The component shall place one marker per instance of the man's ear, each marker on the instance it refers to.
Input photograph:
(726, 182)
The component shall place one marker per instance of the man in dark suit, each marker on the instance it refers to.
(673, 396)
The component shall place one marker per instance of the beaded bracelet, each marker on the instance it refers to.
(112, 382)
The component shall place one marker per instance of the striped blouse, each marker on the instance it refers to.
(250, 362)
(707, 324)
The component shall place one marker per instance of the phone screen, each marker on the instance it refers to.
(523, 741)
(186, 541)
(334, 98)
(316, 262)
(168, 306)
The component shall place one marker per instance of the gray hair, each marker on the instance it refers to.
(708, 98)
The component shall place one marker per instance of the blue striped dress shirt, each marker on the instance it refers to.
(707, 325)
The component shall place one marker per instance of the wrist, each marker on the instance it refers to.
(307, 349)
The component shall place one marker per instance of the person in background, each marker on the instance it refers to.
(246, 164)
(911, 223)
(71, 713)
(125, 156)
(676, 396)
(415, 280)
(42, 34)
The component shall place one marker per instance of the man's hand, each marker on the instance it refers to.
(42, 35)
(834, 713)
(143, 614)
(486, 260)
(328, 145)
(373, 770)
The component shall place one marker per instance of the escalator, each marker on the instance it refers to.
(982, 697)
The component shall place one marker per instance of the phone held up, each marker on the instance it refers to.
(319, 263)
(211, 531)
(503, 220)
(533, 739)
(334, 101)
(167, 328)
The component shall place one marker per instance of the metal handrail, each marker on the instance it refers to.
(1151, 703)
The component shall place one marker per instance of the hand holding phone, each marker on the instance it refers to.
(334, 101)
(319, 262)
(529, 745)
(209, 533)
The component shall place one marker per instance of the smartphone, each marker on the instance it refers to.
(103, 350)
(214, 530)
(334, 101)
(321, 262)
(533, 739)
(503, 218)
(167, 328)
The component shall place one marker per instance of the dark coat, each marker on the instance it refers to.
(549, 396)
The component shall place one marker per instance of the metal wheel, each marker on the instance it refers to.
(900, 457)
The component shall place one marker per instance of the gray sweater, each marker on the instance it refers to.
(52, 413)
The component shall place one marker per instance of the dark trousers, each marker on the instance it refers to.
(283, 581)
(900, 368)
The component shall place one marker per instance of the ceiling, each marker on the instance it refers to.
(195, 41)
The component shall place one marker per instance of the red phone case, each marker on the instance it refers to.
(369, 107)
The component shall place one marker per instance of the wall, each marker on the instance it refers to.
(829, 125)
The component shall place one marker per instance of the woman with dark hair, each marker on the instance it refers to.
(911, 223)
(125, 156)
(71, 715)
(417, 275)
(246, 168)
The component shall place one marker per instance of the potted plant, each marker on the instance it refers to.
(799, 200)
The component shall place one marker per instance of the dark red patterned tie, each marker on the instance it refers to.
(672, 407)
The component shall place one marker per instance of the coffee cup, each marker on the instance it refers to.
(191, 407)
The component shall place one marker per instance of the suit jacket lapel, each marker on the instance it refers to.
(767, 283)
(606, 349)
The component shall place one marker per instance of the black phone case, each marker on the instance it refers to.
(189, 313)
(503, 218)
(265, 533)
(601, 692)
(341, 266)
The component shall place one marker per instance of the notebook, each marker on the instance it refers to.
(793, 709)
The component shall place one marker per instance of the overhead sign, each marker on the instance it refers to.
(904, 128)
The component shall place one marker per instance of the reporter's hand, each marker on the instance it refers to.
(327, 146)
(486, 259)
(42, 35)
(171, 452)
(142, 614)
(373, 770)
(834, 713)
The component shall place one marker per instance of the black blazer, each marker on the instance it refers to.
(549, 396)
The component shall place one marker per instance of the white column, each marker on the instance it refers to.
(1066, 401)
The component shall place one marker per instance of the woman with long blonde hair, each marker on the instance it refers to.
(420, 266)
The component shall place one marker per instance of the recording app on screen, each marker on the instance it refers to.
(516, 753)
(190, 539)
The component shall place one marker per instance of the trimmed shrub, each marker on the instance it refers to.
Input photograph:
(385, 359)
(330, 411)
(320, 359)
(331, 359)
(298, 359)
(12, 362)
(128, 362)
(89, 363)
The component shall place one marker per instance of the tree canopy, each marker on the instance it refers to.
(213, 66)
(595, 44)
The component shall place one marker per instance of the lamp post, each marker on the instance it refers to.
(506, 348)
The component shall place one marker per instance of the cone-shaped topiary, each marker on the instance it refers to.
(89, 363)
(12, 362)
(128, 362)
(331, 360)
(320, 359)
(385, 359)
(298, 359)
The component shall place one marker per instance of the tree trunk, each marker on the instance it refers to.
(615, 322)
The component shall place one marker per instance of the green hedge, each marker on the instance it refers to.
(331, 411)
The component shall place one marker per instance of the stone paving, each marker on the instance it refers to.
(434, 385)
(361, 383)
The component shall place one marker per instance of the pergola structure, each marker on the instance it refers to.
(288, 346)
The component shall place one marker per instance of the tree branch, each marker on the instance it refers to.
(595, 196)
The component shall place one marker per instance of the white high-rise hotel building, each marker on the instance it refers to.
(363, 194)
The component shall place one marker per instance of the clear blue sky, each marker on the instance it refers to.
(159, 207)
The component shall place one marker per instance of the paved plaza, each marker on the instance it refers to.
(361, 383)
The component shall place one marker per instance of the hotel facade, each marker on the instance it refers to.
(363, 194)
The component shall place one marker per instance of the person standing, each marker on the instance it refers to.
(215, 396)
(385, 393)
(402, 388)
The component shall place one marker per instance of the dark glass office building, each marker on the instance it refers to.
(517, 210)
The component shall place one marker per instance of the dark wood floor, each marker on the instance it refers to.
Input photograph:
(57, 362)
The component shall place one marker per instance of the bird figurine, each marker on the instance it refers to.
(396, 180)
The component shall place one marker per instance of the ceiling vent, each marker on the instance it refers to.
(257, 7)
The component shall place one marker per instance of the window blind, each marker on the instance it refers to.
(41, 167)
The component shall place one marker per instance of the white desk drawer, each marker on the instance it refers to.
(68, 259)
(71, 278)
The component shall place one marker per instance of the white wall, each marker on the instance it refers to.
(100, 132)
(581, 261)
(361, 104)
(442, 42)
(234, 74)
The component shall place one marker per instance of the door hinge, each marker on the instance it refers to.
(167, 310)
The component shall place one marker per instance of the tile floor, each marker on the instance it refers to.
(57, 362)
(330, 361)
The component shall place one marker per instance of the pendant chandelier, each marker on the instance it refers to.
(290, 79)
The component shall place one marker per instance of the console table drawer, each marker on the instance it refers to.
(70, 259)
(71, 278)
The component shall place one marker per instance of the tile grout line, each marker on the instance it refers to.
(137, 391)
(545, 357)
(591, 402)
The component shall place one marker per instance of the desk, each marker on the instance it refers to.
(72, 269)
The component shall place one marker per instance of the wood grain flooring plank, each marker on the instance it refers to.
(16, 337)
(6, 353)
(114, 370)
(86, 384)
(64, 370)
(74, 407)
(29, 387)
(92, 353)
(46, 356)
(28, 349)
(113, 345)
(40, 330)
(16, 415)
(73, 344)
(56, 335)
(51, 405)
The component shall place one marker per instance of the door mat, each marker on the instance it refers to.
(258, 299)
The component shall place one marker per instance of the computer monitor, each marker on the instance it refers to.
━━━━━━
Repeat the material above in full, quoting it exactly.

Exercise result -
The component shall place one marker per instance of the man's ear, each marker on the instance it refers to.
Input photograph:
(726, 182)
The component shall place one marker per instance of the man in dark suit, each marker on the instance it refers to.
(673, 396)
The component shall place one marker per instance of the beaded bracelet, each marker on the instance it refers to.
(112, 382)
The component shall place one marker per instance of the striped blouse, each marker on the instance it refers to.
(250, 362)
(707, 324)
The component shall place one marker per instance of the phone screen, each marker on the instance it refers to.
(523, 741)
(186, 541)
(334, 98)
(316, 262)
(168, 306)
The component shall place one marker per instance of the gray hair, each marker on the instance it refers to.
(708, 98)
The component shall place one marker per instance of the blue striped dress shirt, each marker on the instance it refers to.
(707, 325)
The component shall place one marker per instance of the wrist, each marker on the instance it refers to.
(307, 349)
The component shall place one marker per instance of the person in background, each marker on the instance it refers to.
(246, 164)
(911, 223)
(71, 713)
(125, 156)
(676, 396)
(415, 280)
(42, 34)
The component shall place one marker per instance of the man's hand, each marker on the instance it refers to.
(42, 35)
(834, 713)
(143, 614)
(486, 260)
(328, 145)
(373, 770)
The component shall place one marker per instance of the escalator, each marker on the instance it refers to.
(982, 697)
The component shall place one marker per instance of the phone held up, each marker on the instance it refers to.
(319, 263)
(211, 531)
(503, 220)
(533, 739)
(334, 101)
(167, 328)
The component shall place one marker per instance of the metal handrail, each marker on the instance it refers to.
(1151, 703)
The component shall place one marker per instance of the hand holding phone, each marker on the instance it refers to.
(334, 101)
(319, 262)
(529, 745)
(209, 533)
The component shall place one marker per instance of the smartphone, each marker on the instance it refers to.
(103, 350)
(214, 530)
(334, 101)
(321, 262)
(533, 739)
(503, 218)
(167, 328)
The component shall place one marker per instance of the dark coat, each marker on the instance it refers to.
(549, 396)
The component shall place one marker per instance of the metal wheel, each marker on the instance it refers to.
(900, 457)
The component shall place one marker per instance of the gray sweater, each marker on the instance it refers to.
(52, 413)
The component shall place one marker per instance of the dark trousers, each marker on the instance it refers to.
(283, 581)
(900, 368)
The component shall place one marker per instance of the ceiling, each marker on the instance it refers to.
(195, 41)
The component shall place one marker per instance of the red phone case, each marker on the instance it refers to.
(369, 107)
The component shall place one marker per instance of the wall, each marker on the instance it refers to.
(829, 125)
The component shall place one marker per instance of the woman with dark hair, each marker on the instance it refers to.
(911, 223)
(125, 156)
(71, 715)
(417, 275)
(246, 168)
The component shall place one marker per instance of the potted plant, each marker on the instance it refers to.
(799, 200)
The component shall place one marker per instance of the dark red patterned tie, each marker on the instance it refers to.
(672, 407)
The component shall place one marker per instance of the coffee cup, each marker on the instance it refers to.
(191, 407)
The component shall place one marker per instance of the suit jacket lapel, each marker on the instance it refers to.
(767, 283)
(606, 349)
The component shall place one marker per instance of the black phone case, each marker on the instance it refers to.
(189, 313)
(503, 218)
(265, 533)
(601, 692)
(341, 266)
The component shall place one marker per instance of the notebook, each marker on the instance it refers to.
(793, 709)
The component shall place one marker per instance of the overhead sign, each marker on the instance it refers to.
(904, 128)
The component shall place one marker per instance of the reporter's hand, each marker on the instance it refers to.
(327, 146)
(486, 259)
(42, 35)
(171, 452)
(142, 614)
(373, 770)
(834, 713)
The component shall place one marker per instance of the black blazer, each marker on the instance it refers to.
(549, 396)
The component shall place one marker per instance of the white column, each marker on the instance it refers to.
(1066, 401)
The component shall place one marker per instance of the woman with long blonde hair, each marker on the instance it refers to.
(420, 266)
The component shall place one marker per instance of the recording app on screen, each marker on the instance it refers to.
(516, 753)
(190, 539)
The component shall place one marker per instance of the trimmed shrub, each marker on the instance it refers to.
Input photograph:
(385, 359)
(330, 411)
(320, 359)
(331, 359)
(298, 359)
(12, 362)
(128, 362)
(89, 363)
The component shall place one marker per instance of the tree canopy, each marker on the instance it refers to.
(213, 66)
(595, 44)
The component shall place one marker per instance of the lamp post, each marker on the instance it refers to.
(506, 348)
The component shall place one marker per instance of the cone-shaped topiary, each marker on the instance it refers to.
(89, 363)
(12, 362)
(128, 362)
(331, 360)
(320, 359)
(385, 359)
(298, 359)
The component shall place one marker per instance of the tree trunk, each marker on the instance it refers to.
(615, 322)
The component shall place one marker per instance of the green hedge, each marker on the instance it refers to.
(331, 411)
The component shall place one marker per instance of the stone paving, each marker on the instance it refers to.
(434, 385)
(361, 383)
The component shall place one marker per instance of the pergola structure, each marker on the instance it refers to.
(288, 346)
The component shall place one marker per instance of the tree branch, each marker on the instance it refers to.
(595, 196)
The component shall place one marker per instance of the white high-rise hotel building, each marker on the instance it refers to.
(363, 194)
The component shall place one marker per instance of the clear blue sky, each marker on the instance it refers to.
(159, 207)
The component shall place one marker per instance of the paved plaza, each marker on the instance it refers to.
(361, 383)
The component shall place one marker per instance of the hotel facade, each marker on the instance it refers to.
(363, 194)
The component shall place one marker per instance of the person standing, each marker on the instance it refers to.
(215, 396)
(385, 393)
(402, 388)
The component shall place one marker per instance of the dark glass office building, each marker on the instance it refers to.
(517, 210)
The component shall place one marker per instance of the dark wood floor, each marker on the instance it refers to.
Input photograph:
(57, 362)
The component shall place one marker per instance of the bird figurine, each marker on the instance it refers to.
(396, 180)
The component shall place one marker per instance of the ceiling vent, each marker on the instance it refers to.
(257, 7)
The component shall place one marker per instance of the window blind, each marker on the instance it refers to.
(41, 167)
The component shall place one marker per instance of the white desk drawer, each marker on the instance it refers to.
(68, 259)
(71, 278)
The component shall place one marker per instance of the white wall, each marker on the instance it refers to.
(100, 132)
(581, 261)
(361, 104)
(442, 42)
(234, 74)
The component shall place one marker per instance of the door hinge, each marker on the instance it refers to.
(167, 310)
The component shall place one marker per instance of the tile floor, each marker on the instance it refers to.
(57, 362)
(330, 361)
The component shall place one marker per instance of the pendant chandelier, each marker on the instance it refers to.
(290, 79)
The component shall place one marker per instance of the console table drawer, each marker on the instance it refers to.
(70, 259)
(71, 278)
The component shall place one marker per instance of the tile grout line, each marker on the instance it refers to.
(137, 391)
(545, 357)
(591, 402)
The component shall place one marker per instance of the desk, each marker on the instance it refers to.
(72, 269)
The component shall place one marker per instance of the wood grain flooring plank, each marker on the instance it refers to.
(16, 337)
(6, 353)
(114, 370)
(86, 384)
(64, 370)
(74, 407)
(29, 387)
(92, 353)
(46, 356)
(28, 349)
(113, 345)
(40, 330)
(16, 415)
(73, 344)
(56, 335)
(51, 405)
The component shall place one marker per instance of the door mat, each marker on the instance it refers to.
(258, 299)
The component shall place one marker per instance of the computer monitor, each marker on the instance it refers to.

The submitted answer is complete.